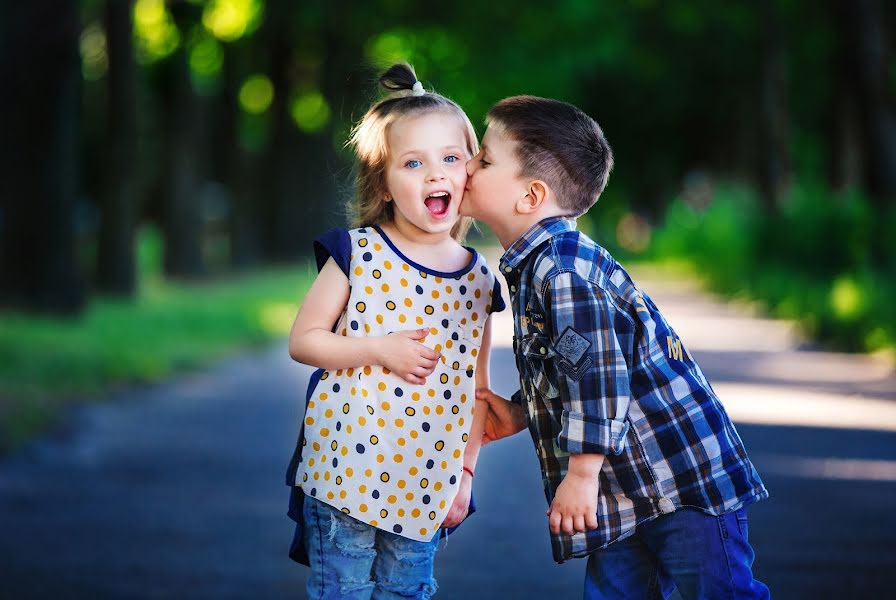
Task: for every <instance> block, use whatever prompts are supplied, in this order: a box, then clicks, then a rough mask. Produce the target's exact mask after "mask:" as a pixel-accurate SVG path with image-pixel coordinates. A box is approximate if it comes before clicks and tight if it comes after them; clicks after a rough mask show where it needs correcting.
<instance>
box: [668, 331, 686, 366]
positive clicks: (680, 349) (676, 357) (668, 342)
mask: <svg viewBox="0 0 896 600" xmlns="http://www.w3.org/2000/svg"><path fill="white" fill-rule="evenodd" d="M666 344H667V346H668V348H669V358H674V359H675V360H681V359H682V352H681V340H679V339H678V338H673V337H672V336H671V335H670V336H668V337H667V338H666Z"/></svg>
---------------
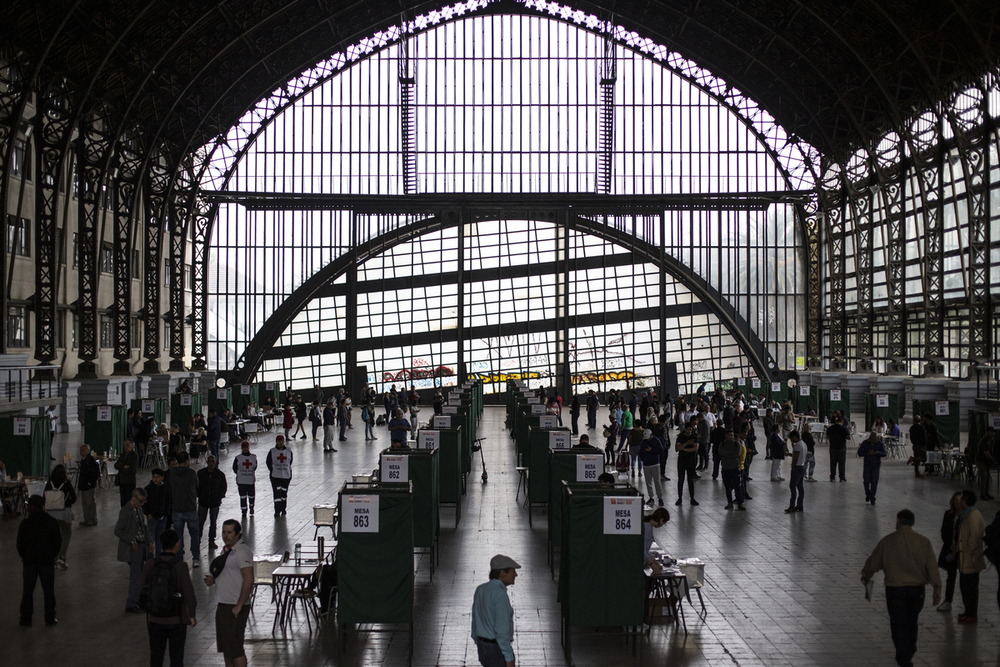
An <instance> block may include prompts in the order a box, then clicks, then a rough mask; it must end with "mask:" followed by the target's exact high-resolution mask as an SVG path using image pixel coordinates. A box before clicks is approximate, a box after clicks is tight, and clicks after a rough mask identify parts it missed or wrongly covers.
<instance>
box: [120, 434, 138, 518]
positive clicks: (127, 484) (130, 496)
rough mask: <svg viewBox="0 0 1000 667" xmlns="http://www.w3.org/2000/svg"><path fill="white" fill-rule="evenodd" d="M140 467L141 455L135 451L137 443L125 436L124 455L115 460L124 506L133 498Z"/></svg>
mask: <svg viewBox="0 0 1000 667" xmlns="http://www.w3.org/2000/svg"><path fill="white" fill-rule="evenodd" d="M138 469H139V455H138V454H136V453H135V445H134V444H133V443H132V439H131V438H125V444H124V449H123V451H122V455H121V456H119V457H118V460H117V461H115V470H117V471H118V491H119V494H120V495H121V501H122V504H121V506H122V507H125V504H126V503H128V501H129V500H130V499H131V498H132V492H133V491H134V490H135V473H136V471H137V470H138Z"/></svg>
---------------
**TO DO**
With the line holding "Task: for every" as the first and the line holding "box: [668, 331, 686, 366]" as the last, please transcribe exactly the lines of the material above in that range and nothing else.

**ANSWER FOR THE TASK**
Task: for every <instance> block, use whatever prompts are supplied, in this order: a box, then clicks, then a rough mask. Produce the target's exact mask after "mask:" as a pixel-accurate SVG path with image-pixel coordinates. A box is approximate if it comes before clicks and tight if it comes after them; clicks after a rough mask show where it needs correcting.
<instance>
box: [668, 331, 686, 366]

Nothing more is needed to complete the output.